Directions
Gather every line in the entries below that contains the string "blue" and copy each of those lines in full. Only matches with the same uppercase and lowercase letters count.

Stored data
-- -- --
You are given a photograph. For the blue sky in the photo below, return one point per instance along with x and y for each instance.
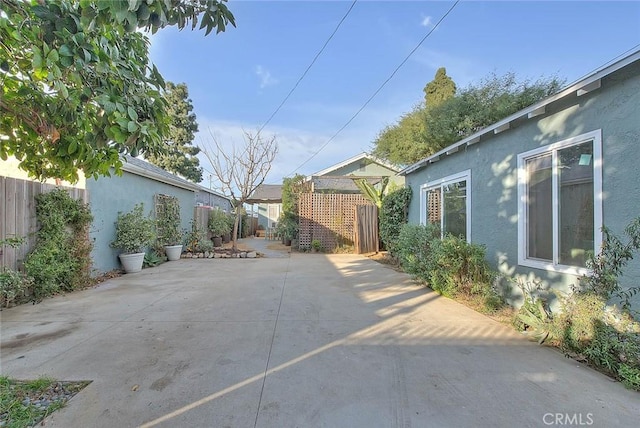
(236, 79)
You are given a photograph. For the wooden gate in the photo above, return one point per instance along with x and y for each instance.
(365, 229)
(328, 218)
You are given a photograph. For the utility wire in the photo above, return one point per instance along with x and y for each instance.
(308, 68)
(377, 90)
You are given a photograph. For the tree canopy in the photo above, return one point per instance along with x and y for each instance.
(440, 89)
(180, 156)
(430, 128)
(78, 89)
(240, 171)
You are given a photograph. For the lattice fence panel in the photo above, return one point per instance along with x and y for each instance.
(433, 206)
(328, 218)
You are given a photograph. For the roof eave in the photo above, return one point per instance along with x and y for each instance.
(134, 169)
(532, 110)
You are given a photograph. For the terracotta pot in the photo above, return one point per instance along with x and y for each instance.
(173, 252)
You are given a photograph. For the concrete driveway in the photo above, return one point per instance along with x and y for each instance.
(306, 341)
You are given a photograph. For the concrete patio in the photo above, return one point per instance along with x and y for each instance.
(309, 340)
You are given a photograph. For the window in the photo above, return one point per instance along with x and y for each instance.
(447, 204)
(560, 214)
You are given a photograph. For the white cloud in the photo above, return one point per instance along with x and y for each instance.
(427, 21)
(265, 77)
-- -- --
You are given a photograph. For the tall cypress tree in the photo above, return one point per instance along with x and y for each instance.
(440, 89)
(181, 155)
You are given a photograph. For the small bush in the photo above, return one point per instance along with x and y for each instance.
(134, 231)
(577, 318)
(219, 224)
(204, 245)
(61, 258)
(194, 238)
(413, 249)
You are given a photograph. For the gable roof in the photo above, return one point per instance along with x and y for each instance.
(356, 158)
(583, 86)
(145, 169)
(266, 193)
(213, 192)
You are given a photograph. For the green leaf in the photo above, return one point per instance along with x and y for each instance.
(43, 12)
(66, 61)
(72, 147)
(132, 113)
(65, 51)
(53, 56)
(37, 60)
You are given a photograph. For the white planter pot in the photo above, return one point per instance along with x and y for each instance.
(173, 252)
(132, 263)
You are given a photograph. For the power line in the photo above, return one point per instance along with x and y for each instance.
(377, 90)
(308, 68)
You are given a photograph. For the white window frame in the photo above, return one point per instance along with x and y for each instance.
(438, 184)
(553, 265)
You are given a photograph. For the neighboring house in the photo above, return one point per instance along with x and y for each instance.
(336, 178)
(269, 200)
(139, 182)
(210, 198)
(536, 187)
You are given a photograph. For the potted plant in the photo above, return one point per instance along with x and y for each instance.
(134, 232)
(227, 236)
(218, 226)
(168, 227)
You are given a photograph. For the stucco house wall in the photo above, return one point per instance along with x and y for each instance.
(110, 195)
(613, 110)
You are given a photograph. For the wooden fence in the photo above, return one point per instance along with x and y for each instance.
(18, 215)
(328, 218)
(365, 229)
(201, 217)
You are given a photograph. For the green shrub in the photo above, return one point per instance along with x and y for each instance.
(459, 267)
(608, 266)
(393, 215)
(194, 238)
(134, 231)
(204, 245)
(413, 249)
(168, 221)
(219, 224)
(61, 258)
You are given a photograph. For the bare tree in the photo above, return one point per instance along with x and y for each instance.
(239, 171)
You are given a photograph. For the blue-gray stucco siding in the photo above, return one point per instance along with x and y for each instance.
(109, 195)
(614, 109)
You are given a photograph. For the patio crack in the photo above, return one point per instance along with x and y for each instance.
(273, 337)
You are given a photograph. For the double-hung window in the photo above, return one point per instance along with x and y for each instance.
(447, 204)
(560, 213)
-- -- --
Response
You are given a photograph. For the blue sky in the photo below, return one point per instance along with x and y for each instance.
You are given a photograph. For the blue-gray stucco siding in the photo above, return one point per instance along with x and y for each instance.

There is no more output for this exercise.